Passage –
-*-

Thursday, 22 September 2016

Renovation work

It's three weeks since we over-seeded the greens and the results have been spectacularly good.  Lines of fine fescue seedlings are clearly visible on all of the greens particularly when the sun is low in the mornings and evenings.  For the first two weeks after seeding we kept the moisture level in the greens a little higher than our usual target to enable the new seedlings to germinate and get established.  The higher moisture level combined with high temperatures resulted in lush grass growth and slower greens over this period.  Now that the seed is well established we can dry the greens out a little more but we still need to provide enough moisture to support the new seedlings.  We also applied Rescue to the first three or four metres of approach and the collars of the greens, to kill off the coarse ryegrass in these areas.  This has also worked well and we've been putting in lots of seed to replace the rye with the over-seeder and by hand where required. Getting rid of the ryegrass completely will probably take a few years of repeat applications but subsequent applications will not have as dramatic an impact as the first.  We're also trialling rescue on some of the main course greens but it's too early to assess the results.  The 7th green has been sprayed, the front part of the 8th and the left side of the 11th, the treated areas look quite pale at present but the colour should come back over the next couple of weeks.

Fescue seed coming through on a green surround
Lines of seed coming through on an area of green treated with Rescue
Creating slots for the seed mix
Spreading top dressing mixed with seed
The 11th green with the Rescue treated area on the right

Late summer wildlife

There's a lot of wildlife around the course at present, the ivy bushes are literally buzzing with insect life on sunny afternoons, with large numbers of butterflies, bees and hoverflies taking advantage of this late season nectar source.  Reptiles are enjoying the warm weather and can be seen basking in sunny spots sheltered from any breeze.

-*-

Segmentation dataset records

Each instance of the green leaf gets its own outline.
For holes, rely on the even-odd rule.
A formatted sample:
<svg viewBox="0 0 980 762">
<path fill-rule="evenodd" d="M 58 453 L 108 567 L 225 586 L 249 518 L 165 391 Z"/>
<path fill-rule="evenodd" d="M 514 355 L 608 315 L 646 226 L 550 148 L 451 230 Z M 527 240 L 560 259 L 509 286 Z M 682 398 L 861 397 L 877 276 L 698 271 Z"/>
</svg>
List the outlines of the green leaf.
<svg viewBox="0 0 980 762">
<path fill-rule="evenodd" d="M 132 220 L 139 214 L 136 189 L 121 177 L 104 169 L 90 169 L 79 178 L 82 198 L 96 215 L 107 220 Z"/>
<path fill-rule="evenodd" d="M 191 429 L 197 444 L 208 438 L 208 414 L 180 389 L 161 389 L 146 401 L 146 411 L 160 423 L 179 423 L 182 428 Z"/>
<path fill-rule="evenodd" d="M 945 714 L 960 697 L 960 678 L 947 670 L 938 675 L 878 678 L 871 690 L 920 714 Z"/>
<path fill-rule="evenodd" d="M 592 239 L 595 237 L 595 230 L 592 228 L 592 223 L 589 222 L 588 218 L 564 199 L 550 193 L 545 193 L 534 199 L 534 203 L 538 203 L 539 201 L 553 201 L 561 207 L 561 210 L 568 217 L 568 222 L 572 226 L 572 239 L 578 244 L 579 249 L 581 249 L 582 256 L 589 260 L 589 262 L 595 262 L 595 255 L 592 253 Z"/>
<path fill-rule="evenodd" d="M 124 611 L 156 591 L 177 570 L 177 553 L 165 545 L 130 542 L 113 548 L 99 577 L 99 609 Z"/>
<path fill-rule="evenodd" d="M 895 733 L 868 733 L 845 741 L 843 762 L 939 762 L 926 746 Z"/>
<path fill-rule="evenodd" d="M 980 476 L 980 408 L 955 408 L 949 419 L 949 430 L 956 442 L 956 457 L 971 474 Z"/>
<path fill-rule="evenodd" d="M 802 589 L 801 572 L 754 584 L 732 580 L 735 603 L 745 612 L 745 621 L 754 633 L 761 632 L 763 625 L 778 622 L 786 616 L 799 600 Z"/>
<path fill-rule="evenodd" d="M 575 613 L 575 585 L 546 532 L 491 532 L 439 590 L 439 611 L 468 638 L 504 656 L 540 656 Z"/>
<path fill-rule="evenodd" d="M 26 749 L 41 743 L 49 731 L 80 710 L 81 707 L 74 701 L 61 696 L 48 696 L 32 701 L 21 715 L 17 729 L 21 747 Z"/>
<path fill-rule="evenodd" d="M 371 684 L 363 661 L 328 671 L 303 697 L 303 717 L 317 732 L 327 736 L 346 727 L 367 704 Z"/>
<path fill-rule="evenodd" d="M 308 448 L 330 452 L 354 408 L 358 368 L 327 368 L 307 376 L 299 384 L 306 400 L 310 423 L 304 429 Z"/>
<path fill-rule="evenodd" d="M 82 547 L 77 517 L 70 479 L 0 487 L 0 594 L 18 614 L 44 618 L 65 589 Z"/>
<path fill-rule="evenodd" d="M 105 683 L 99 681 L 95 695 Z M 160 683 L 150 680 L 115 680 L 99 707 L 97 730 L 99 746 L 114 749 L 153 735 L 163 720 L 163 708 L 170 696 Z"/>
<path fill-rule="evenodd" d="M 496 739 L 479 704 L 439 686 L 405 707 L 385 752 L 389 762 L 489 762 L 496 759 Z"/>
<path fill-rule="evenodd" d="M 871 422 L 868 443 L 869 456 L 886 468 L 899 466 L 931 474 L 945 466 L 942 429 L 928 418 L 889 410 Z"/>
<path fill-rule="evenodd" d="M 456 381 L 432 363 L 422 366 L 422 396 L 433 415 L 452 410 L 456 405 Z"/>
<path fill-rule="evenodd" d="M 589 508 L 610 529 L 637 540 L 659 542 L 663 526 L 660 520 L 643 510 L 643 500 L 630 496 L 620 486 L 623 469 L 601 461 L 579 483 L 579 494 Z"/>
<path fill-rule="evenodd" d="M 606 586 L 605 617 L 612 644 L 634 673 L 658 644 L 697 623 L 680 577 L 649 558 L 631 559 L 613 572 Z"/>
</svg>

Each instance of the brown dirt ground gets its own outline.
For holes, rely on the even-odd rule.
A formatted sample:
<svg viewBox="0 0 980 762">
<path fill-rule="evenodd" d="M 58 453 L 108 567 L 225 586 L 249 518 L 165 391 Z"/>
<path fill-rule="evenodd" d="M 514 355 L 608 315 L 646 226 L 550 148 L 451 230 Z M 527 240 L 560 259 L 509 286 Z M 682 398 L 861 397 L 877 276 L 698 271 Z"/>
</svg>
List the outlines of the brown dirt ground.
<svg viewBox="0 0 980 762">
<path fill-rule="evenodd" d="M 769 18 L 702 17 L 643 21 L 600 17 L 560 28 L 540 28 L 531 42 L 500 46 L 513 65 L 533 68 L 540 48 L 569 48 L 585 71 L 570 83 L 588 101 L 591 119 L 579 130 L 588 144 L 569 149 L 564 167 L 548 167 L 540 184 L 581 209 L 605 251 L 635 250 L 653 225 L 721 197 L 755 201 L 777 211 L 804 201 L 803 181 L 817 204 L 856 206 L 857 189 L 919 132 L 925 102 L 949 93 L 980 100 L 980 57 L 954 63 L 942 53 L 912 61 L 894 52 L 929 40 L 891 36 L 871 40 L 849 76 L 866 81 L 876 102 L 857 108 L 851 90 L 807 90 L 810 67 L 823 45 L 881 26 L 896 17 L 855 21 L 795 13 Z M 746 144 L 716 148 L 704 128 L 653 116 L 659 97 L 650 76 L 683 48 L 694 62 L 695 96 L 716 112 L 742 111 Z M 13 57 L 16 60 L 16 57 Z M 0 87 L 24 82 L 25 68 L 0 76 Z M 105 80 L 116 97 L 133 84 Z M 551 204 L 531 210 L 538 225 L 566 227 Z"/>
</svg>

-*-

Requirements –
a. In the golf course blog post, what was applied to the approaches and collars of the greens to kill off the coarse ryegrass?
b. Reproduce the part of the golf course blog post that opens with the words containing "Fescue seed coming" and closes with "from any breeze.", swapping "butterflies" for "dragonflies".
c. Carry on the golf course blog post from its final sentence.

Results for the exercise –
a. Rescue was applied to the first three or four metres of approach and to the collars of the greens.

b.
Fescue seed coming through on a green surround
Lines of seed coming through on an area of green treated with Rescue
Creating slots for the seed mix
Spreading top dressing mixed with seed
The 11th green with the Rescue treated area on the right

Late summer wildlife

There's a lot of wildlife around the course at present, the ivy bushes are literally buzzing with insect life on sunny afternoons, with large numbers of dragonflies, bees and hoverflies taking advantage of this late season nectar source.  Reptiles are enjoying the warm weather and can be seen basking in sunny spots sheltered from any breeze.

c.
There are at least 11 butterflies in this photo, mainly red admirals but there's a peacock and a couple of small coppers too

An adder on the right and grass snake on the left, the first time I've seen them together
Another adder, this one a little larger, in the afternoon sun

Friday, 2 September 2016

September course news

The dry spell that started in July continued into August (14mm August rainfall) and we’ve kept the greens relatively dry.  As always when our greens are dry the pace of the greens picks up and during August green speeds were generally between 10ft and 11ft, with an average of 10ft 9in and a high of 13ft 4in.  13ft is the upper limit (some would say beyond!) of playability for our greens, with very few workable pin positions and the likelihood that balls would blow off greens if any breeze picks up.  It’s worth noting, that the very high green speeds we’ve seen over the last few weeks are a side effect of drying out the greens to favour the finer grasses, we haven’t dried them out to get more speed.  Our routine target for green speed is between 8ft and 10ft but we aim to keep them above 9ft whenever possible.

Course maintenance highlights during August
·         The greens have been over-seeded this week
·         Irrigation was required on greens, tees and fairways. 
·         Topping up bunkers with sand
·         Mowing the denser areas of rough and removing the clippings, particularly where players are unable to reach the fairway off the tee.
·         Bracken spraying with Asulox

Work programme for September

Our main aim for the next week or two is to promote recovery from the over-seeding work and get the greens back to normal as soon as possible.  As soon as the top dressing that was applied this week has integrated into the sward, we’ll do another light top dressing to smooth out the putting surfaces.  The greens will be a little slower for a while as we increase irrigation to boost germination of the seed.

We have delayed the application of Rescue to the approaches as it is unwise to apply this product during a dry spell.  It selectively kills ryegrass and other coarse grasses in turf but will kill other grasses if they are under stress.  This work will be carried out over the next two weeks.  After treatment the areas will thin out for a while with some bare patches and a general yellowing of the turf but they should recover after a few weeks.  The approaches will be over-seeded with a mixture of fine fescue grasses with high wear and drought tolerance.  Bracken control will continue using Asulox and we’ll be spraying off encroaching scrub and brambles.  We’ve just started a programme of replacing worn out sprinklers as most of them are now 18 years old and are becoming unreliable.  Work has started on the 10th hole and we intend to replace the sprinklers on two or three holes per year.

Weather summary for August

August was very warm and dry, the average temperature was 18.3° which matches our previous high, recorded in 2009, we also recorded our second warmest August temperature with 28.5° on the 12th.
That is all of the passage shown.